Retype only the lines below from the one with "column 146, row 56" to the one with "column 1012, row 441", inclusive, skipping every image.

• _Data supplied_
/---

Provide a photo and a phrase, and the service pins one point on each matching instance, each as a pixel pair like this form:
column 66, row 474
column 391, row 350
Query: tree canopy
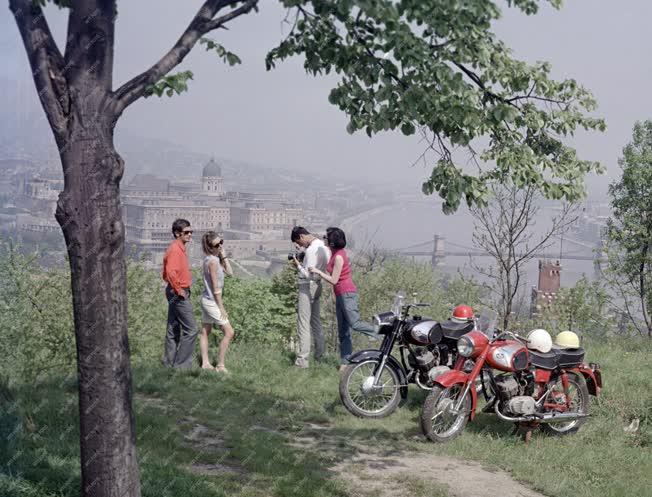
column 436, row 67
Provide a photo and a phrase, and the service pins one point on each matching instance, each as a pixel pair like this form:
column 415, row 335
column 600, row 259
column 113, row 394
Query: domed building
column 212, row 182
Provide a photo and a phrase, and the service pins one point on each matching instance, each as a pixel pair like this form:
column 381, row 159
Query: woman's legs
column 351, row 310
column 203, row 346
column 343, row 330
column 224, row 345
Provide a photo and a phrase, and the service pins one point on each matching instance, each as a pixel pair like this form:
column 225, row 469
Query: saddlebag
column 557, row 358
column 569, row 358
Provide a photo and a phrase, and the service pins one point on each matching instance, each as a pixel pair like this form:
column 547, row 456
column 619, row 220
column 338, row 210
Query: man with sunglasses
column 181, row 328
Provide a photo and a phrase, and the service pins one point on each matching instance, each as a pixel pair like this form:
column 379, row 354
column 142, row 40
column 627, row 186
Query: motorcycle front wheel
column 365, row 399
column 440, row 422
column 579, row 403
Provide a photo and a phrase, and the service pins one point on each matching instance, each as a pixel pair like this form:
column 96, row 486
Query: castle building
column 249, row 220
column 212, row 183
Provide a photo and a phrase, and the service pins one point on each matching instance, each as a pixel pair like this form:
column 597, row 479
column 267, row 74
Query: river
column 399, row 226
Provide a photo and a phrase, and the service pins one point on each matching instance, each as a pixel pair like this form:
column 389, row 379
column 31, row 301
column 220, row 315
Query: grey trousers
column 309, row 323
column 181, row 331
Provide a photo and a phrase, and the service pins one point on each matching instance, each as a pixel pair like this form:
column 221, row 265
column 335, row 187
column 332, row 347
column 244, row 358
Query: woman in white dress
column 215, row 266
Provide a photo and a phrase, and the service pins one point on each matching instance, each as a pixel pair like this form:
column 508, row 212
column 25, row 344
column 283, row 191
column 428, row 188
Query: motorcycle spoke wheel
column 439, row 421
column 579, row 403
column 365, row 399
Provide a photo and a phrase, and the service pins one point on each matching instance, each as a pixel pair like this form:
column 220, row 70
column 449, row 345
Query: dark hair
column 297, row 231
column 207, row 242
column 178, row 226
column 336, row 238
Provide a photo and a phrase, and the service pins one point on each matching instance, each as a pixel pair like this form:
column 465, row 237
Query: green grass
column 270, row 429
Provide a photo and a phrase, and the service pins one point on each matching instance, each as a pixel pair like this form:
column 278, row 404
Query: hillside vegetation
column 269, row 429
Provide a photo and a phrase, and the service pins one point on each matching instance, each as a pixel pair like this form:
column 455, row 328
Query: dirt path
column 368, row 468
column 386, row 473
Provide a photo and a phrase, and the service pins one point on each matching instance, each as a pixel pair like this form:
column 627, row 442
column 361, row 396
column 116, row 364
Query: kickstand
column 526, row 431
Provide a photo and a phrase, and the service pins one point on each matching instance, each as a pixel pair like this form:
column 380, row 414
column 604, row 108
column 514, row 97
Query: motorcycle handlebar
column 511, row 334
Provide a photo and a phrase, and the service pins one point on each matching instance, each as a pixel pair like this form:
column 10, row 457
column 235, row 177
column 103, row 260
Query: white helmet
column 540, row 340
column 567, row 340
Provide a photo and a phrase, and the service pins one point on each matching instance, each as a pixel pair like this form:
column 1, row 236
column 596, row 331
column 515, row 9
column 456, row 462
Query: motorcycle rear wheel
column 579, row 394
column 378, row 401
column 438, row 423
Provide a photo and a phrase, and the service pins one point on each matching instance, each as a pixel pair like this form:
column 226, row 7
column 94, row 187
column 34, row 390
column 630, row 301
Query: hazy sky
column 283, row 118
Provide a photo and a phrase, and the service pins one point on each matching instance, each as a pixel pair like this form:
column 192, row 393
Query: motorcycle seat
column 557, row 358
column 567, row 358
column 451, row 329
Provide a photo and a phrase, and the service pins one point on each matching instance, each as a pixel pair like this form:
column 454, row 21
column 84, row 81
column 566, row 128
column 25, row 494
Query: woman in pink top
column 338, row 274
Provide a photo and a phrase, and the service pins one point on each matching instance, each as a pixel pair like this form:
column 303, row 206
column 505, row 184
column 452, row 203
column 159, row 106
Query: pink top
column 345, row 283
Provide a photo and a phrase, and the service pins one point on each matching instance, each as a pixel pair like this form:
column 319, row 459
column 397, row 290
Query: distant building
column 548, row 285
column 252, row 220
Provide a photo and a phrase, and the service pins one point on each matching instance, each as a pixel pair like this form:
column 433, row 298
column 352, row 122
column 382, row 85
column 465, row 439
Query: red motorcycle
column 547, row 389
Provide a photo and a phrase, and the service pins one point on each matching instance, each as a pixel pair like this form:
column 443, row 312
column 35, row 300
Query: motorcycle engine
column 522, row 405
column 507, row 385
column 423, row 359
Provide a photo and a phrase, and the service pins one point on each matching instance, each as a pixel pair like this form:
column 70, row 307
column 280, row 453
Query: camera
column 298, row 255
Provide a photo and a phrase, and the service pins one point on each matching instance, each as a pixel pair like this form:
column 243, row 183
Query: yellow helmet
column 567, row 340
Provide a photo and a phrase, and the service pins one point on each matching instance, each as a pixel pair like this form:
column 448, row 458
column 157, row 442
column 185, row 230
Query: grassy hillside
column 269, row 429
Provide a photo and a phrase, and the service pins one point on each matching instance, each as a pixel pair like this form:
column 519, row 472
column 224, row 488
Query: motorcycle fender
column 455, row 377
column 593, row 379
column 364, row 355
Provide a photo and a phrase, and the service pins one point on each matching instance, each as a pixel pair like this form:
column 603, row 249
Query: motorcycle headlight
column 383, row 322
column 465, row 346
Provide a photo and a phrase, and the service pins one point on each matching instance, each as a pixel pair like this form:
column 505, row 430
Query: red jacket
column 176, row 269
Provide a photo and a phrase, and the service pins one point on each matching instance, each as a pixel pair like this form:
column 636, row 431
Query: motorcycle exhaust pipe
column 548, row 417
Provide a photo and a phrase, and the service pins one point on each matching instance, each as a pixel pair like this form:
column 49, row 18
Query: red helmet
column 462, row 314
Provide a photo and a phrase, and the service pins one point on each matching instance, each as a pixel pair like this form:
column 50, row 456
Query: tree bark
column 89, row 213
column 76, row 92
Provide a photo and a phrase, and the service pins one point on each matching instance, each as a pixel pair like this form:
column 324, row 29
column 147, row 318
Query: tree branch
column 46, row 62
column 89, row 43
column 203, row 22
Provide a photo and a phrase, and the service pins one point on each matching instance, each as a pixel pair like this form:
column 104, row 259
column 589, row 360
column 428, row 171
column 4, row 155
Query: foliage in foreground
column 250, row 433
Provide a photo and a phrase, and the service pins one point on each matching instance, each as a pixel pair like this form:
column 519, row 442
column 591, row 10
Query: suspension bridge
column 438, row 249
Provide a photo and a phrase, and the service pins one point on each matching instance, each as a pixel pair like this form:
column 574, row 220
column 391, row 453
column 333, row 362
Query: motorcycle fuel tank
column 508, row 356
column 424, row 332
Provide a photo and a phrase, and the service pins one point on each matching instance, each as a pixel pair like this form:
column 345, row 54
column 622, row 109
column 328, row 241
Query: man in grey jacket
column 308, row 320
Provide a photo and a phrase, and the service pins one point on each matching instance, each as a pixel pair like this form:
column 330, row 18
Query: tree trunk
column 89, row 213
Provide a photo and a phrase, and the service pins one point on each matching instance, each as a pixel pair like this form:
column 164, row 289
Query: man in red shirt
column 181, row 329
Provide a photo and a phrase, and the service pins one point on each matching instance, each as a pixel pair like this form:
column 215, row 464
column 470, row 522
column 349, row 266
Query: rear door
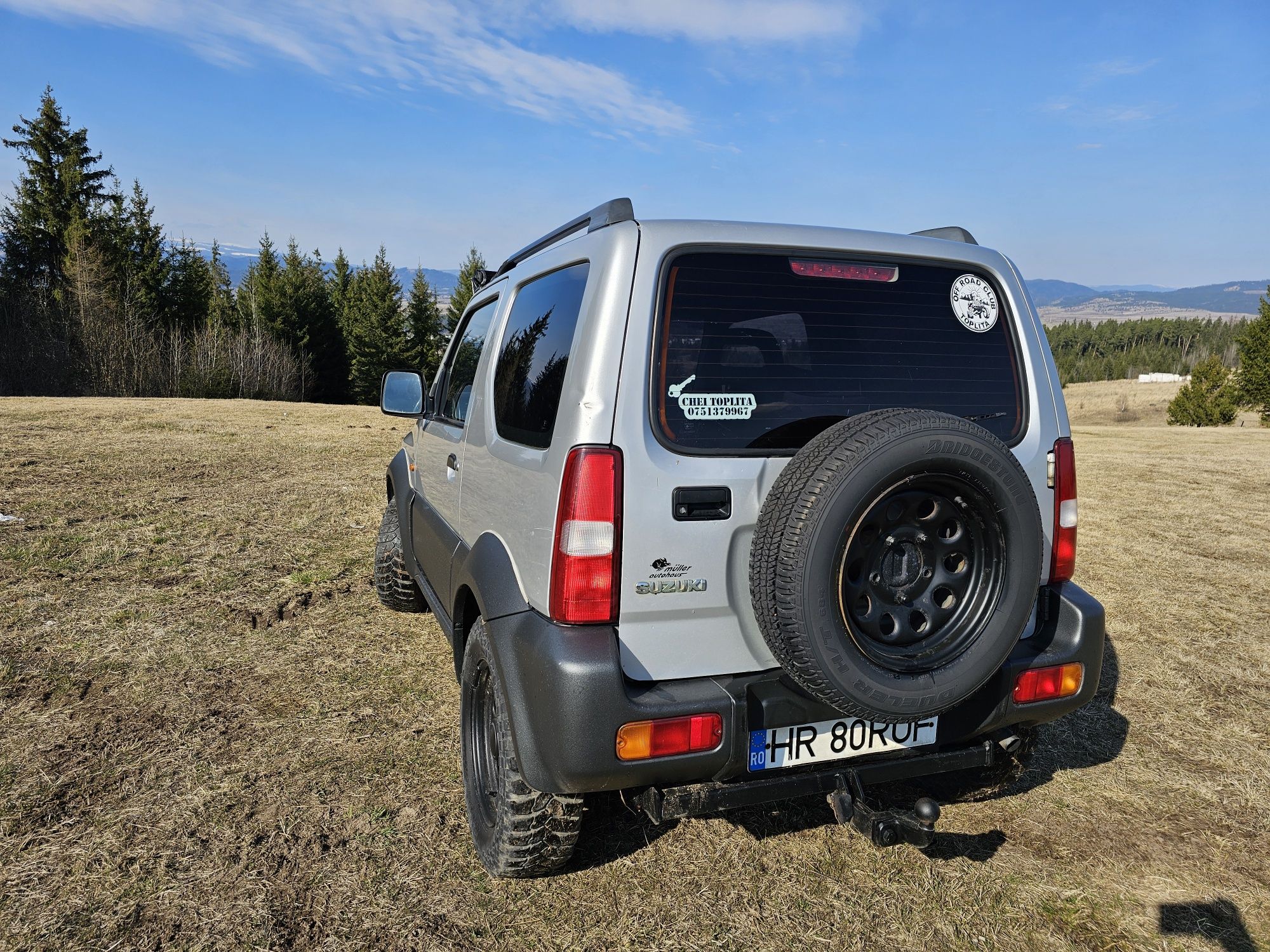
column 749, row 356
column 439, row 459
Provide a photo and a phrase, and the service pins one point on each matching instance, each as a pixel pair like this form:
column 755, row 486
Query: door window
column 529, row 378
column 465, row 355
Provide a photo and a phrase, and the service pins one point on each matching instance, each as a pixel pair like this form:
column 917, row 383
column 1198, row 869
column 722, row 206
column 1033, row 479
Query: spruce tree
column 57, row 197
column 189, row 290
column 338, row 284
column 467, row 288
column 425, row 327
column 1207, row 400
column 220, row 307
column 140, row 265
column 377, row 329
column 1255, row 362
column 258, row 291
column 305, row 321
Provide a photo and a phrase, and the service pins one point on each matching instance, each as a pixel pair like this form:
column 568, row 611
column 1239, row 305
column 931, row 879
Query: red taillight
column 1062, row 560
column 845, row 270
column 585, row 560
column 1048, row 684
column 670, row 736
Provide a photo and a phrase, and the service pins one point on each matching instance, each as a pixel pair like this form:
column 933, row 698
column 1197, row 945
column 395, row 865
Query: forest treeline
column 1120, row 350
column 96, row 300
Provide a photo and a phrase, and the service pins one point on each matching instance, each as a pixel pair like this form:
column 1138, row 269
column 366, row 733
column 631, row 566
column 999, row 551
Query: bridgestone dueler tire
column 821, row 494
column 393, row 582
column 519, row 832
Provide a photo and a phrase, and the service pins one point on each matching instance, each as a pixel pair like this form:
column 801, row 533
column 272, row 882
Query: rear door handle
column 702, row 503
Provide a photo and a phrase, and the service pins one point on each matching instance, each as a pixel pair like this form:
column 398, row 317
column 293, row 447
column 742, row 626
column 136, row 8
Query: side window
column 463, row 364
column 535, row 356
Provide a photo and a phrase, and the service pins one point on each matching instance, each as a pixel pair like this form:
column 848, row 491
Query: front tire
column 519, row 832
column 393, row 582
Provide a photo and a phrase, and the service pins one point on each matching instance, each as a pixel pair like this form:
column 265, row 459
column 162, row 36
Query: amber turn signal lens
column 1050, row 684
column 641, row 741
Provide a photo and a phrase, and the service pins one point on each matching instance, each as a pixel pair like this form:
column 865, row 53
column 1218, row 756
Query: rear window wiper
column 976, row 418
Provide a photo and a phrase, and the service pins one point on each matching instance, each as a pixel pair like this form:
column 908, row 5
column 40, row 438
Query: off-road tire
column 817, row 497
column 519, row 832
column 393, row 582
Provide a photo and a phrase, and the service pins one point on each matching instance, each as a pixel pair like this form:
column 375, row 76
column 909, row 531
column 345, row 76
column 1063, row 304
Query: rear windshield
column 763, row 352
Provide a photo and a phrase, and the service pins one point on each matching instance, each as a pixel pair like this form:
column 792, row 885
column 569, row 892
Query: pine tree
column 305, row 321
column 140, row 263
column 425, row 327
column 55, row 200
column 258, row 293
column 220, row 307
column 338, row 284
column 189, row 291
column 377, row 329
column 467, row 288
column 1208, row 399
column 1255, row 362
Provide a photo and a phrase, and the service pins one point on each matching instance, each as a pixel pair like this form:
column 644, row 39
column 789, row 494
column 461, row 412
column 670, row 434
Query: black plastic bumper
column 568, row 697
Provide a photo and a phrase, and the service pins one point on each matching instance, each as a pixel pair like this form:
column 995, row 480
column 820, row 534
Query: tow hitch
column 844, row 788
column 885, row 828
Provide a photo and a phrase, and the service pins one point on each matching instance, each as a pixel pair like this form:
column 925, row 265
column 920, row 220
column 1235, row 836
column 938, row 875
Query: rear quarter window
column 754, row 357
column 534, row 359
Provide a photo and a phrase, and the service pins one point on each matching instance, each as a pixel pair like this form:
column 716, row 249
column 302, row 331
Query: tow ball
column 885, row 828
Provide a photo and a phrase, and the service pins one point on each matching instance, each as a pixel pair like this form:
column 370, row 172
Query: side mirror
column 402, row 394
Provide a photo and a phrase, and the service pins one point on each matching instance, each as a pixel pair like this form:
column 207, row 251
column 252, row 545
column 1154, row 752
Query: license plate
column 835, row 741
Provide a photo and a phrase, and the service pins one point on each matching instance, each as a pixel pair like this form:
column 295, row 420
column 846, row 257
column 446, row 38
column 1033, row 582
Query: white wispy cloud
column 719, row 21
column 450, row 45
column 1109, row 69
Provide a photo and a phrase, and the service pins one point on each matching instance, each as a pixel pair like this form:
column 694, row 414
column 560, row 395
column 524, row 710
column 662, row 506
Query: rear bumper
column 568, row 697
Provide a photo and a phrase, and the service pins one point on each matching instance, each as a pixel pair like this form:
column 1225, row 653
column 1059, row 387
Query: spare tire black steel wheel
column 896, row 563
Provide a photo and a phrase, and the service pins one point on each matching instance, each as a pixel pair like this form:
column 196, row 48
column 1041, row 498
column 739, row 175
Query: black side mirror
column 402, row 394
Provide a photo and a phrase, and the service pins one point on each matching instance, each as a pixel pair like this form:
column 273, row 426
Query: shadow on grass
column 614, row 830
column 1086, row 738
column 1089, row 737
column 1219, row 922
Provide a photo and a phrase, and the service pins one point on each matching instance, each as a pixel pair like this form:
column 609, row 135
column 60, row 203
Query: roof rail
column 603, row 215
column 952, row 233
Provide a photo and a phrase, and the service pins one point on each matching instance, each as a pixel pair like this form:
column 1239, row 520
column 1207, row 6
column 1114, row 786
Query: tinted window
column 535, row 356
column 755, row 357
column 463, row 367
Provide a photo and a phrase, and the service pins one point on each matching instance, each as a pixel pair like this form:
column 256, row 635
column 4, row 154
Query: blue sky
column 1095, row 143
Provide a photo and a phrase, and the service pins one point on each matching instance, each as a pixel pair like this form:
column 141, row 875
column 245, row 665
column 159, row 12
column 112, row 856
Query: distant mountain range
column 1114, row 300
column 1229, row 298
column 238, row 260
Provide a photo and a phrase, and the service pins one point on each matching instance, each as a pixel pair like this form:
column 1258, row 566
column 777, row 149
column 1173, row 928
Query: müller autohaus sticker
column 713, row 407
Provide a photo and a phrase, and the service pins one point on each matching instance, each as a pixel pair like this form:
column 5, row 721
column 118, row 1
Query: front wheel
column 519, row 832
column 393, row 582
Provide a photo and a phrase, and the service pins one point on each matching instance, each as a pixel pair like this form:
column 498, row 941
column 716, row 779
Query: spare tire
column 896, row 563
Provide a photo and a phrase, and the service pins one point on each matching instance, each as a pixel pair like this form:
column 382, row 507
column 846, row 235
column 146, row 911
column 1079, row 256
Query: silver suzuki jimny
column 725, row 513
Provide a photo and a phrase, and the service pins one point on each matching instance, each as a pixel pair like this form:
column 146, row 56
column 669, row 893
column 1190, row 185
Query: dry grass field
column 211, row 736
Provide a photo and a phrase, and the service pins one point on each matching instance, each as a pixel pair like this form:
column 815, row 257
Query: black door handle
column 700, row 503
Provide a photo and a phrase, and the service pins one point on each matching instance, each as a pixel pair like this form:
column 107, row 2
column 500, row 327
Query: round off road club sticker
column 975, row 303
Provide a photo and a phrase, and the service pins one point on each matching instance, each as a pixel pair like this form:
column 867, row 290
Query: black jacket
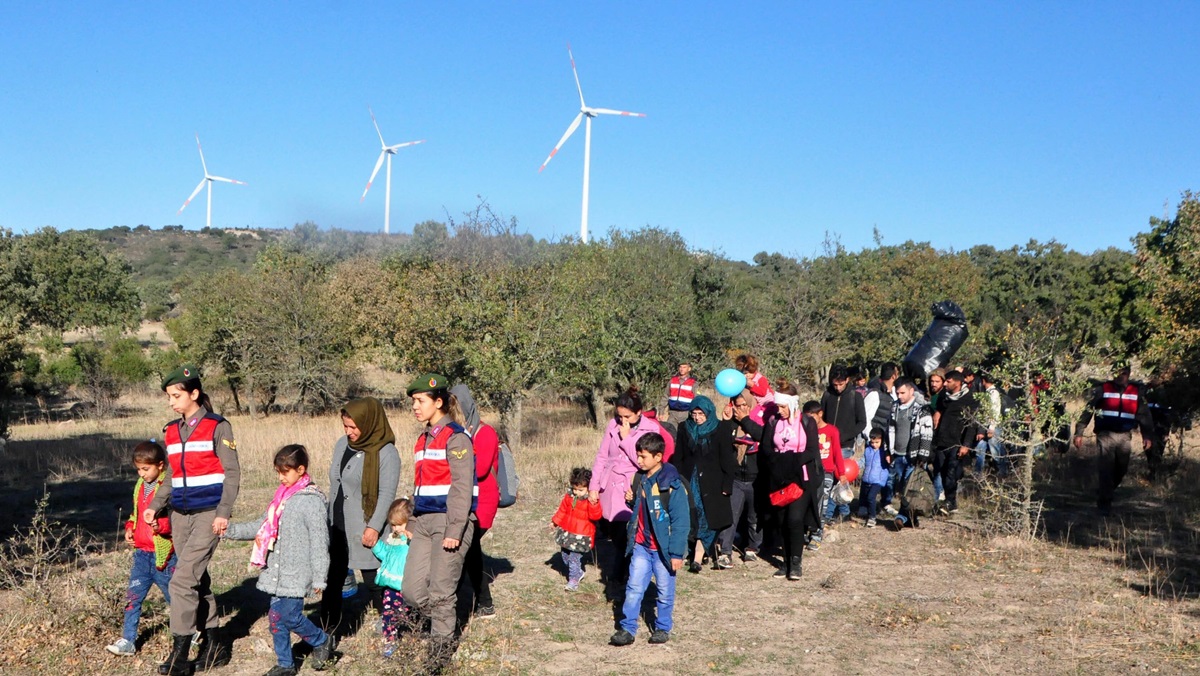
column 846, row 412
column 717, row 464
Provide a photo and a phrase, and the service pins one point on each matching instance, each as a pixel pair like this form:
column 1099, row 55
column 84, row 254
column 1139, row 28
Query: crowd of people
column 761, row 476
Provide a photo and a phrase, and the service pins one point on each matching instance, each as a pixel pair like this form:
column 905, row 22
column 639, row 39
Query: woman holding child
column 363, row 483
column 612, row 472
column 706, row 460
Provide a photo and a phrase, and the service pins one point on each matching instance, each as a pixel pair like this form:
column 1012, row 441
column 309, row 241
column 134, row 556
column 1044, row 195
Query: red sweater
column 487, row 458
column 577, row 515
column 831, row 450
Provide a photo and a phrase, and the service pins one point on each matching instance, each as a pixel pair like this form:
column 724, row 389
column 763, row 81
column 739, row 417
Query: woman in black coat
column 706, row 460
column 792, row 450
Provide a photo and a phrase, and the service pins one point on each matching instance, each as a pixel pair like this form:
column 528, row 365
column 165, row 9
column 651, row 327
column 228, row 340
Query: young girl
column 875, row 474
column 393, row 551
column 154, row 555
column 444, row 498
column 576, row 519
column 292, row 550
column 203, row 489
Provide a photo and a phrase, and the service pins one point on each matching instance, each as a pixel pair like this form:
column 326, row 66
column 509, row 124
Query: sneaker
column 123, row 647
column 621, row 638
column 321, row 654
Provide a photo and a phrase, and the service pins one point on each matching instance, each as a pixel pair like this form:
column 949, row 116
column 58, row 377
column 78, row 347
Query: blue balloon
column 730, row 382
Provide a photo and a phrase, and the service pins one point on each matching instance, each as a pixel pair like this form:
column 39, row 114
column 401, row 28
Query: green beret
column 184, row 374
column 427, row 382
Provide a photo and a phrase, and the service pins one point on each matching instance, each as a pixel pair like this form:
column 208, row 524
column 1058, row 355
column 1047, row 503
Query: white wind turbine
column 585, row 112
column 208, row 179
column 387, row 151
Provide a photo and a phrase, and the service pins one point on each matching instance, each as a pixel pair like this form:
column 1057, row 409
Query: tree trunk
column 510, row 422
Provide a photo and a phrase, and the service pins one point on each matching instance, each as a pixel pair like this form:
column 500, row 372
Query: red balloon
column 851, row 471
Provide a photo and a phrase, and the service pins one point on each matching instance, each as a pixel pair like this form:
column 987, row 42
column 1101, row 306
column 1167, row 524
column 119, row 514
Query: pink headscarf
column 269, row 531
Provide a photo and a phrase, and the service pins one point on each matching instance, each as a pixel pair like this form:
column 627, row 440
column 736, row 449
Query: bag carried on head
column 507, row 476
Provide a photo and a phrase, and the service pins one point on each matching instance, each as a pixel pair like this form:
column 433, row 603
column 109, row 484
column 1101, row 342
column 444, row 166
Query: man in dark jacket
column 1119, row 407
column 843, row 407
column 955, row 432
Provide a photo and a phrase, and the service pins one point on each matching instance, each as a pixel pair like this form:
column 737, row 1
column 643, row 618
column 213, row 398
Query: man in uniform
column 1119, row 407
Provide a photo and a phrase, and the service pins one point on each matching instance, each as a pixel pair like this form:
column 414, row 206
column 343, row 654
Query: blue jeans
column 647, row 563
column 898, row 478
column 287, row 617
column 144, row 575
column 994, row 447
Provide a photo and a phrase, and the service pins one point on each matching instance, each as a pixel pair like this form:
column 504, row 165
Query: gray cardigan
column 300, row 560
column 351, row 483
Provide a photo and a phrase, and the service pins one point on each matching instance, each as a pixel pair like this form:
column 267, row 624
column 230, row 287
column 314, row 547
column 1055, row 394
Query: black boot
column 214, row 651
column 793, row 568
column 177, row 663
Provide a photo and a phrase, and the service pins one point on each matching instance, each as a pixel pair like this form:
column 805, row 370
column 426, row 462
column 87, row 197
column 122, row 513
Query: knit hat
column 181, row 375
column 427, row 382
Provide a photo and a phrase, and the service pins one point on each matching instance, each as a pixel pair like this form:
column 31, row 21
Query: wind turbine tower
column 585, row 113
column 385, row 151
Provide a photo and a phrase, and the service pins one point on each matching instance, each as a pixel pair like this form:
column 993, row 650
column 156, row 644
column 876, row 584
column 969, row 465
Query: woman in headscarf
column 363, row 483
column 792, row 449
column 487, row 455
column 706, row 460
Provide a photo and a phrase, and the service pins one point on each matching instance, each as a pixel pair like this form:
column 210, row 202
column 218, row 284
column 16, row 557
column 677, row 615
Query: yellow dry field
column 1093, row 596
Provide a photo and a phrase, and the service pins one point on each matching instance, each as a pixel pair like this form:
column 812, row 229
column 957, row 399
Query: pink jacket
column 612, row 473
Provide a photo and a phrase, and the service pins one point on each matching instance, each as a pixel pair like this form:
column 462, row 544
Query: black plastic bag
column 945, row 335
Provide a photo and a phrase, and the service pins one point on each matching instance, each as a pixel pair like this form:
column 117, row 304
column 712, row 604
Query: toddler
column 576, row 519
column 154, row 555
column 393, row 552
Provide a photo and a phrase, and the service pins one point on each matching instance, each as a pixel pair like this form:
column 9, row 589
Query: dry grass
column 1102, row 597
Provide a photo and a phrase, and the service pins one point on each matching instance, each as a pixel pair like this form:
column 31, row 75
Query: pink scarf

\---

• _Response_
column 146, row 56
column 669, row 893
column 1190, row 185
Query: dry grass field
column 211, row 736
Provide a photo and a phrase, and the service pins one point on each matching instance, each as a pixel pair like this form:
column 815, row 257
Query: black door handle
column 700, row 503
Provide a photo and a phrase, and the service pins one point on each matching instance, each as a pixel pair like this form:
column 107, row 2
column 500, row 327
Query: round off road club sticker
column 975, row 303
Provide a photo and a phrase, and the service pins one point on each matching instance, each as a pixel pair like this form:
column 867, row 290
Query: black jacket
column 846, row 412
column 717, row 464
Provide a photo and a phrase, and the service pins one point on each matching instance, each as a pixel pair like this form:
column 1099, row 55
column 84, row 254
column 1139, row 28
Query: crowd of people
column 761, row 476
Provide a photo and a phrase, and the service pins one point on each matching instance, each as a pixel pair like this form:
column 905, row 22
column 639, row 39
Query: woman holding child
column 363, row 483
column 612, row 472
column 706, row 460
Provide a photo and a phrase, and the service pins one point on each matching instance, each as a pixel pair like this form:
column 1012, row 441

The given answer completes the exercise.